**Study questions:**
A – In the news item on Richard Galbraith's appointment, what position at the University of Vermont has he been appointed to?
B – Write a continuation of the news item on Richard Galbraith's appointment, picking up right after its last sentence.

Source passage section start

Dr. Richard Galbraith has been appointed vice president for research at the University of Vermont. He is currently a professor of medicine and interim senior associate dean for research in the College of Medicine and director of the Vermont Center for Clinical and Translational Science.

“Dr. Galbraith has had an outstanding record of research, teaching and service throughout his career,” said UVM president Tom Sullivan. “We are thrilled to be able to fill this important position with such a talented and experienced leader and look forward to the great contribution he is sure to make.” 

"I'm honored to be named to this important position," Galbraith said. "It is critical to the university's future that we continue to build on UVM's powerful, dynamic and varied research and scholarship enterprise and strive to find better ways to use resulting new knowledge for the benefit of the community. I am also eager to build on the increasing realization that strong scholarship and research attracts outstanding undergraduate students and faculty, and reciprocally, that outstanding students and faculty are the engines of future innovations in cutting-edge scholarship and research. "

Source passage section end
Available data section start

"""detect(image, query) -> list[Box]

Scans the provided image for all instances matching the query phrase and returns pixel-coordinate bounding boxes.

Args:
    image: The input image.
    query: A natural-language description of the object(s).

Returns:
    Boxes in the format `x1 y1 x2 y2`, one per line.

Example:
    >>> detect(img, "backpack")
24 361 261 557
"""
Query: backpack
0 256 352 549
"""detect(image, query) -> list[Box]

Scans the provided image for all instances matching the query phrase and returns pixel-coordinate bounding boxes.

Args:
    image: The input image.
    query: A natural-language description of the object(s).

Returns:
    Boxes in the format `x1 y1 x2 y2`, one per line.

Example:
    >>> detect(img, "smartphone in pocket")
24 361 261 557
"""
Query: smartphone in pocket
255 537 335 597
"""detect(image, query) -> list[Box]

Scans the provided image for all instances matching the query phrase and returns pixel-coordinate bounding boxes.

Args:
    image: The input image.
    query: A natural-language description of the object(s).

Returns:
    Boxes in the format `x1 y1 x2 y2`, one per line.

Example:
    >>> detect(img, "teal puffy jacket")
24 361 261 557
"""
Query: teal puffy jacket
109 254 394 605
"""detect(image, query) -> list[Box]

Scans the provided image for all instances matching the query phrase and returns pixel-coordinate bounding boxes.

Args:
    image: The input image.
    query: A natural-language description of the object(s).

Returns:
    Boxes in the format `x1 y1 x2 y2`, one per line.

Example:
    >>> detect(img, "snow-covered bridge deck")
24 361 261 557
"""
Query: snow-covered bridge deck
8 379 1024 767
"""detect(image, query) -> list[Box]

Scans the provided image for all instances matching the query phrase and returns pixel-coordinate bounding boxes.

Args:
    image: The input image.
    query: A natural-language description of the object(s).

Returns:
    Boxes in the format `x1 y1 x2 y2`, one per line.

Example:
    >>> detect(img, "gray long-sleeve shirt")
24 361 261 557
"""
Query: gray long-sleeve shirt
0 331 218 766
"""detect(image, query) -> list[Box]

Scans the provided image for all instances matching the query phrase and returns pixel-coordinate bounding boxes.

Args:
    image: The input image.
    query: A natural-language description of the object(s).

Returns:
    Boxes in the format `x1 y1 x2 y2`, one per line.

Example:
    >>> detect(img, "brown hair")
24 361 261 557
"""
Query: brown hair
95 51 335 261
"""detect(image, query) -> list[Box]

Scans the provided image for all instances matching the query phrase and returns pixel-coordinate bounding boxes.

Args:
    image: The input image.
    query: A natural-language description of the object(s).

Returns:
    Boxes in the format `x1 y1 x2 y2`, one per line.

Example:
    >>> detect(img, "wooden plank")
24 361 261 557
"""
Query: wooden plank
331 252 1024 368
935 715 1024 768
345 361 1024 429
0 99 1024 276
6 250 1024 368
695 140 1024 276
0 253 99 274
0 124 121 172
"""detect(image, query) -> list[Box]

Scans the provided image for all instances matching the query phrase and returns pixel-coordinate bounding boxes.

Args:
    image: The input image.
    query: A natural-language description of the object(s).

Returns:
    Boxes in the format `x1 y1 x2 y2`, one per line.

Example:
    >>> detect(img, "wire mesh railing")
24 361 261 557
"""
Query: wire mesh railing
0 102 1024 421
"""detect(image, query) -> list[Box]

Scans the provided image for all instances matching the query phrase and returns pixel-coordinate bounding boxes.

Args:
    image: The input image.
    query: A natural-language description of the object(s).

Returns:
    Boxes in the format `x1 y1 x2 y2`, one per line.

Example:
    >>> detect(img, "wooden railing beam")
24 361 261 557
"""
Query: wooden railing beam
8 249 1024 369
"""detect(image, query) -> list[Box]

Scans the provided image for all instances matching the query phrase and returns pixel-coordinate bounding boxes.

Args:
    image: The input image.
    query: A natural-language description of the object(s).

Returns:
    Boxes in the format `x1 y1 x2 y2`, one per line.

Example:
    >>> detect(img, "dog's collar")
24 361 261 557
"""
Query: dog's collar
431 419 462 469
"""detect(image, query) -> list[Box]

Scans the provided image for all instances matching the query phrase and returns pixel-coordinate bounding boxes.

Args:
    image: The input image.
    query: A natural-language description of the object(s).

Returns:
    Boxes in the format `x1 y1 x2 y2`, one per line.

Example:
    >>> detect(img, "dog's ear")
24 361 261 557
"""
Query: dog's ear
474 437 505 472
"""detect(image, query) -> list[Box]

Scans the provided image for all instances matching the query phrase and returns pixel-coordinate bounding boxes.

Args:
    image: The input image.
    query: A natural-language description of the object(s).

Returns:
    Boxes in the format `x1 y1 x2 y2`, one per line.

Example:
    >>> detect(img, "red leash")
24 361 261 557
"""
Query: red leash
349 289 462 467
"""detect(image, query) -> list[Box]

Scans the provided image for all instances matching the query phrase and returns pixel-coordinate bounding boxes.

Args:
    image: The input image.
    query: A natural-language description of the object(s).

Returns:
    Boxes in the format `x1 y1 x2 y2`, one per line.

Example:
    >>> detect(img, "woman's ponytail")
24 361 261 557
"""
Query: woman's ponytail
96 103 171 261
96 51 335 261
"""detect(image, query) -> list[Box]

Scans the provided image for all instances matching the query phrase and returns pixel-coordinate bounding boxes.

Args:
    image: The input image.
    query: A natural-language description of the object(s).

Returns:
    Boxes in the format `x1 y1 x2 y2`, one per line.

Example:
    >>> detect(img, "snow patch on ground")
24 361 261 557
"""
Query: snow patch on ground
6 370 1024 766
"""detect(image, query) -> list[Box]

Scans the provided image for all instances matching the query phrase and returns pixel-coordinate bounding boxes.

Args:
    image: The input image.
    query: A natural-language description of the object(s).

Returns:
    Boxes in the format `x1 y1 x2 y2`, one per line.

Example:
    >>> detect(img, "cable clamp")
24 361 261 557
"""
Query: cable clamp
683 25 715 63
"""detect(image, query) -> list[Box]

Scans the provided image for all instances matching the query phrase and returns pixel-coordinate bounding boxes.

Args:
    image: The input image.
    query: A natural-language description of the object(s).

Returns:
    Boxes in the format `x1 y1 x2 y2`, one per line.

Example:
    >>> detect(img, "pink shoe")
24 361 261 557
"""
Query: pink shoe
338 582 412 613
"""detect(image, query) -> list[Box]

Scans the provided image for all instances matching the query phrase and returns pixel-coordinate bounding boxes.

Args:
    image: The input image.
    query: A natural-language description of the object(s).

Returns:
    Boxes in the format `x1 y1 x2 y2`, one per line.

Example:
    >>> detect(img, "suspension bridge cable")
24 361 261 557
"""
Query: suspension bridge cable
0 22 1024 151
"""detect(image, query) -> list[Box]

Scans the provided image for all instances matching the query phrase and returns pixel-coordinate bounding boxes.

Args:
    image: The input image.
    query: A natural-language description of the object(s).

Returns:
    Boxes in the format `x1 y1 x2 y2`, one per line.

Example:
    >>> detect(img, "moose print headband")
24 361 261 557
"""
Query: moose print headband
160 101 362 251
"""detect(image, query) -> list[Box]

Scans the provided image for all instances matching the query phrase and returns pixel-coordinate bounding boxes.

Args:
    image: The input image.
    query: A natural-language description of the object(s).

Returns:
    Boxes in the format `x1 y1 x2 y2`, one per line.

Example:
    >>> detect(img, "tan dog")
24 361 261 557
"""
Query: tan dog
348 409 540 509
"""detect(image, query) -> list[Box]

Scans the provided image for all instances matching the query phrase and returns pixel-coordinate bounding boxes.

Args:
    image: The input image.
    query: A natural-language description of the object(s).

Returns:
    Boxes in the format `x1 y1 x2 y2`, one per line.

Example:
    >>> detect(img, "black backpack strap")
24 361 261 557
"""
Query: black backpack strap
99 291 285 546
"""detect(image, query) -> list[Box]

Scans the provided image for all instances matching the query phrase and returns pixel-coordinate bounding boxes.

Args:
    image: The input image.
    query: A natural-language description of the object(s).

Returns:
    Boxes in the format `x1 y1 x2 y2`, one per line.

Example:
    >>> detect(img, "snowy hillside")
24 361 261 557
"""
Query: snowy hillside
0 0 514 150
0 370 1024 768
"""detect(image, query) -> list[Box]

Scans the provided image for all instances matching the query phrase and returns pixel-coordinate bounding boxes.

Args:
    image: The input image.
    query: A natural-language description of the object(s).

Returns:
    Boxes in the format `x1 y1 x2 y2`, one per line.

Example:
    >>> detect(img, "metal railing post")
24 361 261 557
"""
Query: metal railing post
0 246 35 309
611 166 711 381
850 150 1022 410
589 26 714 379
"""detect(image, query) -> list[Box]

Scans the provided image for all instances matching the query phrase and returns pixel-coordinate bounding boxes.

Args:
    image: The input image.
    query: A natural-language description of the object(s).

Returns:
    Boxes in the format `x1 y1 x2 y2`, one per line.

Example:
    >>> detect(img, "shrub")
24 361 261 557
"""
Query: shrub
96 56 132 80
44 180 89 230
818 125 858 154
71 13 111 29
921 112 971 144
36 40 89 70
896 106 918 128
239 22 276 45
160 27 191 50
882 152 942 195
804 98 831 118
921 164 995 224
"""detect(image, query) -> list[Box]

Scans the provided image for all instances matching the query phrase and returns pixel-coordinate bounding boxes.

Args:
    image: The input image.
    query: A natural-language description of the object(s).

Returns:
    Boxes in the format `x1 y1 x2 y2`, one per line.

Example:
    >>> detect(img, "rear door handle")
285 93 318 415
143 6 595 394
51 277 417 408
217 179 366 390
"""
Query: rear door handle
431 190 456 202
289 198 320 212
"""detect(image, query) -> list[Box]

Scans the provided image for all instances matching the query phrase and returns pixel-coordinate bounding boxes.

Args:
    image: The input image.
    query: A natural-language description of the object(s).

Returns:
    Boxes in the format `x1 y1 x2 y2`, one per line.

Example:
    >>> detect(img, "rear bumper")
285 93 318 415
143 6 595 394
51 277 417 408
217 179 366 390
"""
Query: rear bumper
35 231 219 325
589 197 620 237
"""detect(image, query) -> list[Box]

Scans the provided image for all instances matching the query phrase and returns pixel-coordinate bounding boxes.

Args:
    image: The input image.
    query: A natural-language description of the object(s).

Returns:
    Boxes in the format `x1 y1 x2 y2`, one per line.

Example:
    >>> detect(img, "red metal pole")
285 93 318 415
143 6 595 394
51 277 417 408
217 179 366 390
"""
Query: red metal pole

Available data section end

**Replies:**
A – Vice president for research.

B –
Galbraith received his M.D. and trained as an internist at King’s College, London. He received a multidisciplinary doctorate in molecular and cellular biology from the Medical University of South Carolina and served on its faculty prior to relocating to Rockefeller University in New York. There he served as the director of the General Clinical Research Center and Rockefeller University Hospital.

He joined the University of Vermont as a professor of medicine in 1995. He has served as chief of clinical pharmacology in the Department of Medicine, program director of the General Clinical Research Center and associate dean for Patient Oriented Research. He has also served as the director of Patient Oriented Research at Fletcher Allen Health Care.

He has participated in a variety of university-wide activities at UVM that have provided him with a broad appreciation and understanding of the depth and diversity of research and scholarship across the university. Galbraith has been a leader in the Faculty Senate, where he was elected to the Research, Scholarship and Creative Arts Committee, serving as its chair for the last eleven years. He was instrumental in the establishment of the Center for Clinical and Translational Science as a Matrix Center and the creation of the Clinical and Translational Science graduate degrees. Galbraith also has prepared cross-college grant applications that have drawn on his leadership and acumen in consensus building and inclusivity across multiple constituencies and disciplines.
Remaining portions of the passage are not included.